◆ **PROBLEM STATEMENT**:
Take the entries that follow and return exactly the lines from the one holding "point: window frame" through the one holding "point: snowy yard", both included. Nothing else is needed.

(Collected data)
+++++

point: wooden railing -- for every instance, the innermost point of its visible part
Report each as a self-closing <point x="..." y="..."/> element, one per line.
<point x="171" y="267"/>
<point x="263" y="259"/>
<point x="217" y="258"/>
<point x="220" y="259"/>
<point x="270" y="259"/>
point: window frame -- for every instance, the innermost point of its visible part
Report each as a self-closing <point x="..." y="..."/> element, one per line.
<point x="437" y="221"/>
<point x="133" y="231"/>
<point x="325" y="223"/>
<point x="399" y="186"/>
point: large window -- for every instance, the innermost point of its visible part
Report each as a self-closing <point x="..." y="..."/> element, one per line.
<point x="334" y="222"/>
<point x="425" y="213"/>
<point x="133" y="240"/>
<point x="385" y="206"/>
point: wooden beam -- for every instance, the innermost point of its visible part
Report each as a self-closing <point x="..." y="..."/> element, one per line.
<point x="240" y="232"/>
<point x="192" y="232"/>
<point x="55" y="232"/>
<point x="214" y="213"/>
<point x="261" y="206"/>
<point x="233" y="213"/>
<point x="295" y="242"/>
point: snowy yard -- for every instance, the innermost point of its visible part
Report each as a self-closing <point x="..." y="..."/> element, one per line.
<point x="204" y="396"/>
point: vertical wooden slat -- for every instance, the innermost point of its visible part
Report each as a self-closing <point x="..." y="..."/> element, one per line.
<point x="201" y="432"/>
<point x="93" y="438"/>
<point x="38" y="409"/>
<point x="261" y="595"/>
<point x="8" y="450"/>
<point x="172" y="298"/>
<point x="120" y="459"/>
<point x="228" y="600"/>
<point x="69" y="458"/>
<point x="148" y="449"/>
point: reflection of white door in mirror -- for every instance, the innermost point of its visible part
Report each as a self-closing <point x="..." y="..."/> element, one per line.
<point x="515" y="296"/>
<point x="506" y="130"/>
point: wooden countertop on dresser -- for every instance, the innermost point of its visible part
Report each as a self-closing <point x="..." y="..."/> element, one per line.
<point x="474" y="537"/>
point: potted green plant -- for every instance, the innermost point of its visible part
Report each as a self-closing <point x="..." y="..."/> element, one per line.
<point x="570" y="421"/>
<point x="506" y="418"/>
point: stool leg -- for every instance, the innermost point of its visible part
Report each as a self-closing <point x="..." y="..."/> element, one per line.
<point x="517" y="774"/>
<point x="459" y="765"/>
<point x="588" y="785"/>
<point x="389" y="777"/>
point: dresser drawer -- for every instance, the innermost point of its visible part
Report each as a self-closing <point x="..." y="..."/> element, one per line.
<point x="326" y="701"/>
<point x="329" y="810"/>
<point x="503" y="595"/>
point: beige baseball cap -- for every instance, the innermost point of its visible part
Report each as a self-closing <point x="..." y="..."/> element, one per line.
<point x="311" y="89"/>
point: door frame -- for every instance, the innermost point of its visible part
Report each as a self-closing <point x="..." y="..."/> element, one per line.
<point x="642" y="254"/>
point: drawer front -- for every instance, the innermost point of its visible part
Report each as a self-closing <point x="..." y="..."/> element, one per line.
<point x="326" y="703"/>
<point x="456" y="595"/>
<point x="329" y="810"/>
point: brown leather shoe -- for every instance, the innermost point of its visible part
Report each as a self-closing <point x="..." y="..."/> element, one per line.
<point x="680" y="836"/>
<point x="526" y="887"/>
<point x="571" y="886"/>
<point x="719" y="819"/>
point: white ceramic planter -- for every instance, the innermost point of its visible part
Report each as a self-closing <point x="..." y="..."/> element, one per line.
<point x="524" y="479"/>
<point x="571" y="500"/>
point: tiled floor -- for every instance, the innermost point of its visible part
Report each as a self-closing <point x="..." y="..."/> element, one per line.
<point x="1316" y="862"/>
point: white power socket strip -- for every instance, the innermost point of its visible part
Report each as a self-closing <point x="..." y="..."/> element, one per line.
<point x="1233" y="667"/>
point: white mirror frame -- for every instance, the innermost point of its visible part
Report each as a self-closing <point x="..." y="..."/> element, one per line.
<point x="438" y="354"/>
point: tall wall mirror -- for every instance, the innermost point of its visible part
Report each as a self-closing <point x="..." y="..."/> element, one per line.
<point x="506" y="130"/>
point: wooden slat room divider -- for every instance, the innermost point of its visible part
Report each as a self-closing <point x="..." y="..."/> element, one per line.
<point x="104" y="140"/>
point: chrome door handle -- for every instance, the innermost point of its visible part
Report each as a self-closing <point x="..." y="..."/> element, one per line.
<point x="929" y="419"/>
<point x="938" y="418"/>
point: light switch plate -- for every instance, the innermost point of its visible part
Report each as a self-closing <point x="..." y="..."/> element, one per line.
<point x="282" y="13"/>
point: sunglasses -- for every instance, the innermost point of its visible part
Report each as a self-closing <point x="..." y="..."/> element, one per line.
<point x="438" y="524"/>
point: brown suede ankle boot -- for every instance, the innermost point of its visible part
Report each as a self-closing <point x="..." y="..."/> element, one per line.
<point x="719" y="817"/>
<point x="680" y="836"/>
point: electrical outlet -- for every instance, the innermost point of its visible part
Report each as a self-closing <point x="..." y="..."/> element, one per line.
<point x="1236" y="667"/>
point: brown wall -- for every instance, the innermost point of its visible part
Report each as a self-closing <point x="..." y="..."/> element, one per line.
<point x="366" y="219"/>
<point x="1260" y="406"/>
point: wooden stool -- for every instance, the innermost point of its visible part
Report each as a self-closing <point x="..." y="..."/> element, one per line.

+++++

◆ **TASK RESPONSE**:
point: window frame -- for every instance, the innermost point of its visible part
Report each as a self-closing <point x="..." y="..."/> element, one per line.
<point x="437" y="221"/>
<point x="133" y="231"/>
<point x="325" y="223"/>
<point x="399" y="186"/>
point: large window -- for every instance, the innermost point of its visible part
Report each as a self-closing <point x="..." y="..."/> element, one per line.
<point x="334" y="222"/>
<point x="425" y="213"/>
<point x="133" y="240"/>
<point x="385" y="206"/>
point: wooden beam -- for every instance, the innermost point of its visible part
Report each as a self-closing <point x="..." y="..."/> element, one per line.
<point x="240" y="232"/>
<point x="192" y="232"/>
<point x="55" y="232"/>
<point x="214" y="213"/>
<point x="261" y="206"/>
<point x="233" y="213"/>
<point x="295" y="242"/>
point: snowy yard -- for every instance, the innermost point of its visible part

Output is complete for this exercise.